start
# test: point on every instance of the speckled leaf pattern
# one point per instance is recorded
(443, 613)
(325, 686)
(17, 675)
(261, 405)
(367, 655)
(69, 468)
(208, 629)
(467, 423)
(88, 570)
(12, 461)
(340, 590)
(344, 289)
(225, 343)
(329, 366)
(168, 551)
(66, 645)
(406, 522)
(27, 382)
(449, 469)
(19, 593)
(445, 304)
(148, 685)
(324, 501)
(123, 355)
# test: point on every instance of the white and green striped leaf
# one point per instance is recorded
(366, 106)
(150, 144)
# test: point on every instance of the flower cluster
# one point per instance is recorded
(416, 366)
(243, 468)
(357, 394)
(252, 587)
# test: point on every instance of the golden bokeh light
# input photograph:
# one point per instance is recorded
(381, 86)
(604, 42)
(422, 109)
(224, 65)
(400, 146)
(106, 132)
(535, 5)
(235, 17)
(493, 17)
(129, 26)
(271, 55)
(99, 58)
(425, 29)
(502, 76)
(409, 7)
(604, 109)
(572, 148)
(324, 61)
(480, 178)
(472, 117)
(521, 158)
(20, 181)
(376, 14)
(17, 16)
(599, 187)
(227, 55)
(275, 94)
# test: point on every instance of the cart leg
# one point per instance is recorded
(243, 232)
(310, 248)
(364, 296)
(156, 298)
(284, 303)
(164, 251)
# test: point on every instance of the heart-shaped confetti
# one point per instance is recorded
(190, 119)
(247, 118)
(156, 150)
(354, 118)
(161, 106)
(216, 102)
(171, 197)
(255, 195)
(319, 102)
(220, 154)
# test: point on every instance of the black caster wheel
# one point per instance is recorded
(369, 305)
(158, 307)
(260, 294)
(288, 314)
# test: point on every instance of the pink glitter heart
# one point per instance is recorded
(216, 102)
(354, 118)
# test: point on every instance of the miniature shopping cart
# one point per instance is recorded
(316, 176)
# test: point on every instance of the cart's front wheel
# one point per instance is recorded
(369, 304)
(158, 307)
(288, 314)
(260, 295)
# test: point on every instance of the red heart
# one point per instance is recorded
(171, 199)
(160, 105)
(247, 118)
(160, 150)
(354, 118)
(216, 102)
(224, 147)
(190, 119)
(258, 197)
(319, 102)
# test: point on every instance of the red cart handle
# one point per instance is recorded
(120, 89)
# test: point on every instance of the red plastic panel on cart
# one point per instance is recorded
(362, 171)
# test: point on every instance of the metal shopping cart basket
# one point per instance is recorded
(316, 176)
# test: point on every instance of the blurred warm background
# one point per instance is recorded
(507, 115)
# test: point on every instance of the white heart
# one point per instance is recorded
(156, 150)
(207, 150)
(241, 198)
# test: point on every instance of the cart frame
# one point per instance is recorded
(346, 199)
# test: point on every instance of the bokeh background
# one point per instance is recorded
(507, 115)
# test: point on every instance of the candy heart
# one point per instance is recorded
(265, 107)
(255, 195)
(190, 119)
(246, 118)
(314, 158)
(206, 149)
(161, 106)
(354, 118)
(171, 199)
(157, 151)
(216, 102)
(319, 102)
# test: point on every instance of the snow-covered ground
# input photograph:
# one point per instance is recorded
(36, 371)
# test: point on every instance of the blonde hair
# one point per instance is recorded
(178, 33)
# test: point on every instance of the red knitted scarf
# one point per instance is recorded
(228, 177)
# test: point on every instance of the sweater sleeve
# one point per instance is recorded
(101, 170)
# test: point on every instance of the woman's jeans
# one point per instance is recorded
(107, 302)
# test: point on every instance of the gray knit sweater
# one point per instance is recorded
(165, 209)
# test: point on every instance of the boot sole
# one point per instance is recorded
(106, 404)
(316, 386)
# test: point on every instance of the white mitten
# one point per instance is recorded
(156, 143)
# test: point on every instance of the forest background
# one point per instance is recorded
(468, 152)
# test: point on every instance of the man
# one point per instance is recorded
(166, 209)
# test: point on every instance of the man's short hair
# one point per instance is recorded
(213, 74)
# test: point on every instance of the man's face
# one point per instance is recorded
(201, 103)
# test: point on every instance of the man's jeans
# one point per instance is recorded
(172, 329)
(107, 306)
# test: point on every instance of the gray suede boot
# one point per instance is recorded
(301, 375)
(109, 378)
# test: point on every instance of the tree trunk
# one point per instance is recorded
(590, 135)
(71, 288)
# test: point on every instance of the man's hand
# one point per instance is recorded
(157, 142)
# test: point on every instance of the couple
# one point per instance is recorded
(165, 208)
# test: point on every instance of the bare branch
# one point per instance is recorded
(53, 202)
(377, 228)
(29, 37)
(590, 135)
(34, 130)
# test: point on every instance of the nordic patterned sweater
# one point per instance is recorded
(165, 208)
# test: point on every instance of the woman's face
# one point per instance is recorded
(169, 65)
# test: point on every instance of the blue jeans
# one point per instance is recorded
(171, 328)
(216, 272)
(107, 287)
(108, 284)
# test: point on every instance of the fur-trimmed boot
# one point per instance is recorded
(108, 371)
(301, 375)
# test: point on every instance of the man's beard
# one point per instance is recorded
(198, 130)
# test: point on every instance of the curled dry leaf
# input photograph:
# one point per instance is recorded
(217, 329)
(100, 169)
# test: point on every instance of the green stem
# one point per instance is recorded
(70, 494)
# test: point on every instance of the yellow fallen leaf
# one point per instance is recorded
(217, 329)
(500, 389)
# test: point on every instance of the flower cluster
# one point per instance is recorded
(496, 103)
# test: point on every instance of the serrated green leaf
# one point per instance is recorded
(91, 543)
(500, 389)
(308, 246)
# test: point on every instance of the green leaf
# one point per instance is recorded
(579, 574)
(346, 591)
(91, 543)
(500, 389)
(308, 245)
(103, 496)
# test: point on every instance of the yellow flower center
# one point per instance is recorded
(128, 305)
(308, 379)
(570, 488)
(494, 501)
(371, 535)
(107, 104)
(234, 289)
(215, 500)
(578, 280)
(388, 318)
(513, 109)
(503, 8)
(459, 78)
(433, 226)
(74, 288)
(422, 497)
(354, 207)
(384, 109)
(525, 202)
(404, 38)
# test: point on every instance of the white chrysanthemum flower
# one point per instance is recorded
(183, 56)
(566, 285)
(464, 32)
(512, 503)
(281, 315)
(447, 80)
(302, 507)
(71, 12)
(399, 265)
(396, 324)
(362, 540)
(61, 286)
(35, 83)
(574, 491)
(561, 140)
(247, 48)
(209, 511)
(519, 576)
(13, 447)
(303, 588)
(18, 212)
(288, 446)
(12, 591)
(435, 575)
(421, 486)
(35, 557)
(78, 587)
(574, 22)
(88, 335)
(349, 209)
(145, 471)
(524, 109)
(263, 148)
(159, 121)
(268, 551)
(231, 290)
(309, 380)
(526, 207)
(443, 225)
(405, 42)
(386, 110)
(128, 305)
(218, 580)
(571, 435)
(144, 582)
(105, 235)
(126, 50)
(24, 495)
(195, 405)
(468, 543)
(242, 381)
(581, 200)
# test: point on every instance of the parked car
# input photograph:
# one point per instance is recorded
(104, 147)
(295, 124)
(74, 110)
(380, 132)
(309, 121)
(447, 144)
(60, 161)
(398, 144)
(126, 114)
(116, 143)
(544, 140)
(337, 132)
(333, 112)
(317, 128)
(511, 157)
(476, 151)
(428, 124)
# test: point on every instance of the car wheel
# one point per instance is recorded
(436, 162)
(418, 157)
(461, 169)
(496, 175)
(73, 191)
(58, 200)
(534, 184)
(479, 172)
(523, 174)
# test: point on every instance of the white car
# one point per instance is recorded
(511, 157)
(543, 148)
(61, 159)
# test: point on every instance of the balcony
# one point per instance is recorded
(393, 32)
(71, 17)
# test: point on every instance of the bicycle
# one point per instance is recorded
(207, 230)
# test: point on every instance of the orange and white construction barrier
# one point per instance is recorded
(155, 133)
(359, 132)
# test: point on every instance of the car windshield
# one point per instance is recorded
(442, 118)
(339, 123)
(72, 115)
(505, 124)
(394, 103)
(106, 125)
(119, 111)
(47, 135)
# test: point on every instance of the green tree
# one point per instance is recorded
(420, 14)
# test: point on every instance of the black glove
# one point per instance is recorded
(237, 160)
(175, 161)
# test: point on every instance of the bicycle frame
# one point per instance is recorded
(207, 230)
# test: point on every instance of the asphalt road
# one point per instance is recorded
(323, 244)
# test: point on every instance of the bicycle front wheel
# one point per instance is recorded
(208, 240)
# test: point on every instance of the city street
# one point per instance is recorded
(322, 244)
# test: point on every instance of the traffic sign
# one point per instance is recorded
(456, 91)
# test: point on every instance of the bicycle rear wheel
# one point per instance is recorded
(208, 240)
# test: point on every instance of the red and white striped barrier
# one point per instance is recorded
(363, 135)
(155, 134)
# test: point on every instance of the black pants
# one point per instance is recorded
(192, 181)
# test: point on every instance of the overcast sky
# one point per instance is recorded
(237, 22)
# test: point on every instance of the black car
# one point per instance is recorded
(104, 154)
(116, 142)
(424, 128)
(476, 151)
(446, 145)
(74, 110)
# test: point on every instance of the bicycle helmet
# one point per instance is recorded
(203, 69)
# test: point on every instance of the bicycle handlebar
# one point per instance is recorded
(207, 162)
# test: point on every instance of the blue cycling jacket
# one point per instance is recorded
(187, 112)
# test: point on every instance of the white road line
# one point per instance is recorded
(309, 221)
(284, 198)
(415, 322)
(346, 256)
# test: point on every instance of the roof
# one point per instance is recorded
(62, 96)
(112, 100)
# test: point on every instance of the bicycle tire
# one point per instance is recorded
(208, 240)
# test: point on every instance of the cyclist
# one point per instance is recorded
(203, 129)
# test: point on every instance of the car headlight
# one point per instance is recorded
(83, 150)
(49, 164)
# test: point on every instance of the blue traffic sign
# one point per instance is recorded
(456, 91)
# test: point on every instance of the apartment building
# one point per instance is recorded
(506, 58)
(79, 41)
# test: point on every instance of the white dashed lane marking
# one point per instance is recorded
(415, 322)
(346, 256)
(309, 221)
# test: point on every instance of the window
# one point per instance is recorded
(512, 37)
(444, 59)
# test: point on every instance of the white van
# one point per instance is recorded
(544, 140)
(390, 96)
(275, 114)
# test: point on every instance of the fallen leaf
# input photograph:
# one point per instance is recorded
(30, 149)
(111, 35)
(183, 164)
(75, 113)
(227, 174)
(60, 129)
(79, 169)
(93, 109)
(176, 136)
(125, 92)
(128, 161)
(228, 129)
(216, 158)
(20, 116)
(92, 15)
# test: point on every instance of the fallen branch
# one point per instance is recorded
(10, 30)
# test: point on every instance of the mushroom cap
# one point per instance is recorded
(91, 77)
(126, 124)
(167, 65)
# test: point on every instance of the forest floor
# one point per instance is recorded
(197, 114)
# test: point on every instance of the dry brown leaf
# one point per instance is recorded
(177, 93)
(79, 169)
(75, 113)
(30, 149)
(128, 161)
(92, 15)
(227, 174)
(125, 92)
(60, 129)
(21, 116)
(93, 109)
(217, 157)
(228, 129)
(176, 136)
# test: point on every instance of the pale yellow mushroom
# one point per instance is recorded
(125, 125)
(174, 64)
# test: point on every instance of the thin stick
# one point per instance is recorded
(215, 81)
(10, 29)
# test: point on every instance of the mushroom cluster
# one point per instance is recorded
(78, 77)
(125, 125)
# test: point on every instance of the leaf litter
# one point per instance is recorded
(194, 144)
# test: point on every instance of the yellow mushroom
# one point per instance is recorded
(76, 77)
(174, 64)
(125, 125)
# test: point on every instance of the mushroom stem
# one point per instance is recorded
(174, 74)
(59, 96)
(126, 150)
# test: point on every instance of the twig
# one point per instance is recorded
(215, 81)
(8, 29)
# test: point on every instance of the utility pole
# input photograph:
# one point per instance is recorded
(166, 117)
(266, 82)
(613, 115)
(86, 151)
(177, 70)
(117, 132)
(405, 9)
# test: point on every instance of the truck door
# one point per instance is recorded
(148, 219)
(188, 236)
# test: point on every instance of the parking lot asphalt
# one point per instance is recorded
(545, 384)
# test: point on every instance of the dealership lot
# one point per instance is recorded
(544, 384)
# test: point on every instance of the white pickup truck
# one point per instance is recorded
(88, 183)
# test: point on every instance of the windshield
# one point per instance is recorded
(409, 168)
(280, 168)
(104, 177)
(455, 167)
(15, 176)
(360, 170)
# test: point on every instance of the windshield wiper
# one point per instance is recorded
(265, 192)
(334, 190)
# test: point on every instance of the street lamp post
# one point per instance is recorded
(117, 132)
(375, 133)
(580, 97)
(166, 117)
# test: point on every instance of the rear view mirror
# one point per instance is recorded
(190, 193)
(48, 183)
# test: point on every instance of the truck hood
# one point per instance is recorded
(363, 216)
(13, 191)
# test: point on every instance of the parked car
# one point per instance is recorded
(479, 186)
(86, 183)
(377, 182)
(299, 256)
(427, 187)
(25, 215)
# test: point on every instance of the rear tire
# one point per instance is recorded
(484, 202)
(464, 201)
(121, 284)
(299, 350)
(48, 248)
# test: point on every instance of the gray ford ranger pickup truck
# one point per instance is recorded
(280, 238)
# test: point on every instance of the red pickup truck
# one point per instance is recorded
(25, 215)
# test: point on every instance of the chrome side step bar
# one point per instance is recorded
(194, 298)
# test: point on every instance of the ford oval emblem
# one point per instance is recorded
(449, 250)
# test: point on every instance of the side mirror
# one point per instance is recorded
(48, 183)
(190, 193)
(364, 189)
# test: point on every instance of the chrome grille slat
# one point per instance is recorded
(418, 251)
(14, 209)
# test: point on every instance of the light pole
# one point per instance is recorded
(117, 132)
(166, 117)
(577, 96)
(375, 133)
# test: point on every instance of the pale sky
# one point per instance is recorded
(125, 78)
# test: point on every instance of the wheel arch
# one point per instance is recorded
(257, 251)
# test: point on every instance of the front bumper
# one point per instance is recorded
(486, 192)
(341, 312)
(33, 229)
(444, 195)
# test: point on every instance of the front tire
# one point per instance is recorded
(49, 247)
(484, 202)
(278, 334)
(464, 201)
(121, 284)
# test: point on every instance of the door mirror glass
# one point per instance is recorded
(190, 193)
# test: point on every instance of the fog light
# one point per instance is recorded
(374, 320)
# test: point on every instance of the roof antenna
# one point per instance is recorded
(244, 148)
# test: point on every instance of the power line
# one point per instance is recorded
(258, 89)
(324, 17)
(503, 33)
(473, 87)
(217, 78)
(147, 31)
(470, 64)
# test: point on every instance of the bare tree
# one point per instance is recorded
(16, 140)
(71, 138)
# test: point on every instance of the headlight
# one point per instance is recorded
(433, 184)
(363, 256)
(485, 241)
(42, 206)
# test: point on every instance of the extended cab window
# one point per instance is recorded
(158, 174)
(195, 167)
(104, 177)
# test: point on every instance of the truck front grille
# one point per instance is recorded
end
AIM OF THE EXERCISE
In the records above, return only the line that contains "# test: point on every instance of the fog" and every line after it through the last, exactly as they appear.

THE COMPLETED TASK
# test: point on every instance of the fog light
# one point per instance is recorded
(374, 320)
# test: point on every instance of the roof antenna
# one point per instance is recorded
(244, 148)
# test: point on every instance of the power line
# one point per instance is recorded
(258, 89)
(324, 17)
(503, 33)
(473, 87)
(217, 78)
(147, 31)
(470, 64)
# test: point on every instance of the bare tree
# one point per instance is recorded
(16, 140)
(71, 138)
# test: point on every instance of the headlight
# one point per instance is recorded
(433, 184)
(363, 256)
(485, 241)
(42, 206)
# test: point on every instance of the extended cab window
# one point per instance is recorded
(158, 174)
(195, 167)
(104, 177)
# test: point on every instance of the truck front grille
# one point per instance is recorded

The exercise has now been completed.